-- begin The records --
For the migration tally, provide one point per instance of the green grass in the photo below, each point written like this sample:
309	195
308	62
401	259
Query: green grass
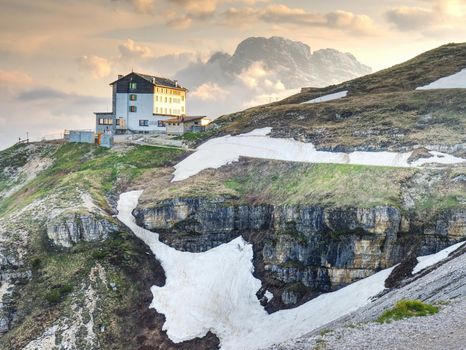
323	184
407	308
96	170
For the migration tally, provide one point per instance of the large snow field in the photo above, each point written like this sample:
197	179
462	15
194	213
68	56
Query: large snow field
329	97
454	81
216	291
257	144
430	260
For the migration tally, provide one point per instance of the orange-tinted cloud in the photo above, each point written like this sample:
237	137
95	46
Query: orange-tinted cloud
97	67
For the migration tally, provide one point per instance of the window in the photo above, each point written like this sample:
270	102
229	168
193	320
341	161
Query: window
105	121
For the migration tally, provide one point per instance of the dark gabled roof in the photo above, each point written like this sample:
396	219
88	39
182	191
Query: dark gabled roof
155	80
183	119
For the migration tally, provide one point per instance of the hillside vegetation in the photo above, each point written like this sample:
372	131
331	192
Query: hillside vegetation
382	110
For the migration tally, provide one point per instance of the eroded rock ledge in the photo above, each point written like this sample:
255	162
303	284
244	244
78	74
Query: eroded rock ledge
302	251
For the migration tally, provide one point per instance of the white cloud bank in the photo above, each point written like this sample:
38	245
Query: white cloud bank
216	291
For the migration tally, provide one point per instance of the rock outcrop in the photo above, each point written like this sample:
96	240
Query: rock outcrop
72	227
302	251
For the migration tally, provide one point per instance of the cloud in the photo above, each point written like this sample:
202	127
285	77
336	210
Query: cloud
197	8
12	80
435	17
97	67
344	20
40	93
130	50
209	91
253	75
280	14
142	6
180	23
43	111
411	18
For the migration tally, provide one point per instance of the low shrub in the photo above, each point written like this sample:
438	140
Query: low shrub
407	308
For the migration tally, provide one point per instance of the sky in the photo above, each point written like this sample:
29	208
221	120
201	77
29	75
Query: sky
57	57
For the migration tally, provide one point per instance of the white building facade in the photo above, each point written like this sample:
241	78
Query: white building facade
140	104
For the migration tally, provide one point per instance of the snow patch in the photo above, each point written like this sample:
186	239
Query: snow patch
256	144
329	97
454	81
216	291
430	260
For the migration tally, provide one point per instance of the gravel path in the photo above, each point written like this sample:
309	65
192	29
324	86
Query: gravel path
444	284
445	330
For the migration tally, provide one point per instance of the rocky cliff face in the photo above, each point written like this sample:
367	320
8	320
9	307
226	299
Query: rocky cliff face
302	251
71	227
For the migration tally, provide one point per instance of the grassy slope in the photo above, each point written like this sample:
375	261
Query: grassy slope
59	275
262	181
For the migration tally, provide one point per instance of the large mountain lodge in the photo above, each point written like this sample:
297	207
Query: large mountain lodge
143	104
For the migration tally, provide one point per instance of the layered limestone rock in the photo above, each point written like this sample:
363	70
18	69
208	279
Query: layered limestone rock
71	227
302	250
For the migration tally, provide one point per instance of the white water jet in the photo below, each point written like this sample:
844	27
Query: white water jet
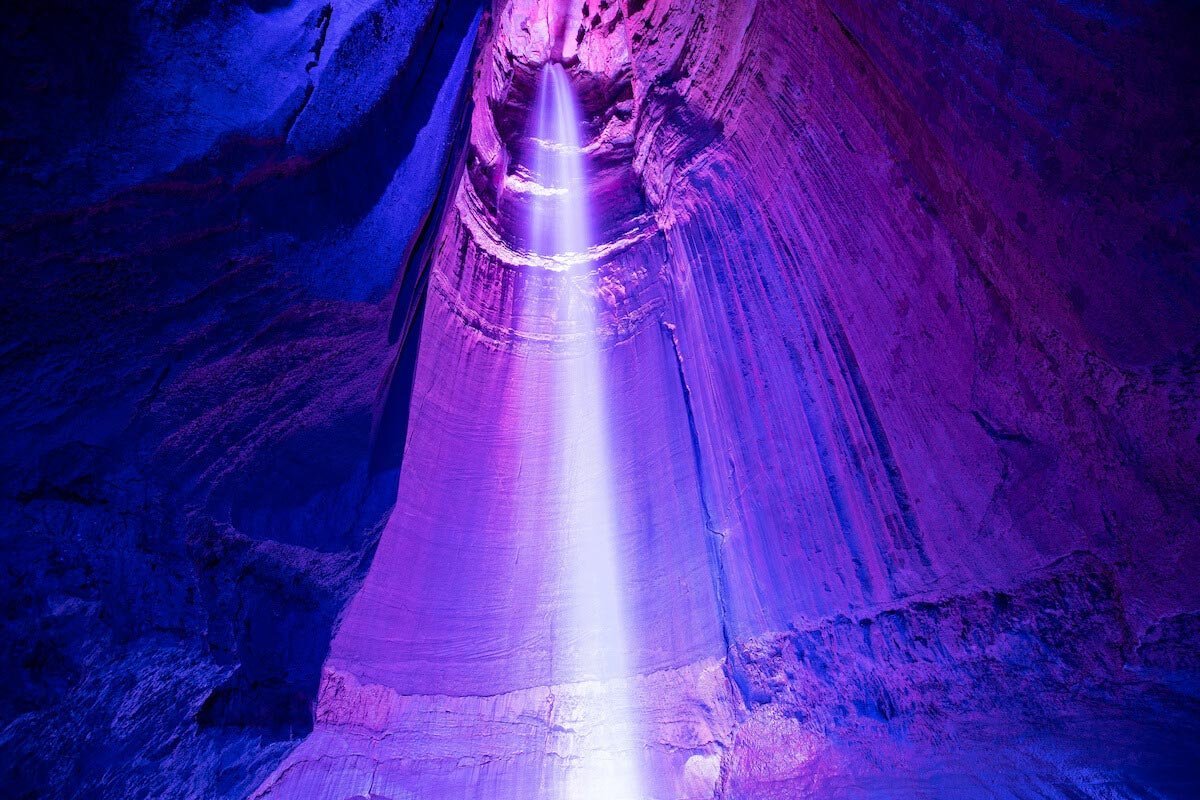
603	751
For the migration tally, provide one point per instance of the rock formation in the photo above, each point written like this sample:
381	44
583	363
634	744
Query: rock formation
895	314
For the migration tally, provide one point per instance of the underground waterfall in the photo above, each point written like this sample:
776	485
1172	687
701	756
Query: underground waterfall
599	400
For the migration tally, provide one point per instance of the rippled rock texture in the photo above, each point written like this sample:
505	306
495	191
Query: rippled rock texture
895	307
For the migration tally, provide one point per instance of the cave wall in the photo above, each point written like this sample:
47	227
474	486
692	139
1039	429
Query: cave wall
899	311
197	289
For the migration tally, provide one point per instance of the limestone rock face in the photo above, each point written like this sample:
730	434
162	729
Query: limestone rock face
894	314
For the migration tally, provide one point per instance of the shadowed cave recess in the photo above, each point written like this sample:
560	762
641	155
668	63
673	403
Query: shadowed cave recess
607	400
-- end The records --
**To do:**
Every line from the one containing "the white water" through the last line of the data is to be retyped exactly, with nothing added and no pictures included.

**Written solution:**
For the migration tally, provide one point per instance of the white water jet in the photo below, each point written like this sample:
844	27
Query: white water jet
603	751
For the migration tally, provide one point per instance of the rock formation in the photo above, each point written like this sample:
381	44
583	363
634	744
Query: rock formation
895	314
For the migration tally, provide one point per instance of the underground waterfall in the photo above, each point written like this sample:
776	485
1172	687
701	756
Query: underground waterfall
599	400
For the migration tally, provide one point per instance of the rippled rock texture in the photo above, each point written like this sample:
505	306
495	191
Query: rippled rock texture
895	307
For the migration tally, provide one point per instance of the cave wall in the photo above, each point written like this sample:
47	227
474	486
692	139
1039	429
Query: cave wall
899	311
197	289
For the migration tally, provide one point per instance of the limestone rock face in the photo above, each point written like this sample:
730	434
162	729
Query: limestone rock face
894	314
For the migration tally, provide one point per instance of the shadowed cave recess in the photo above, each point written like this sample:
560	762
641	155
668	63
673	403
Query: shadowed cave recess
607	400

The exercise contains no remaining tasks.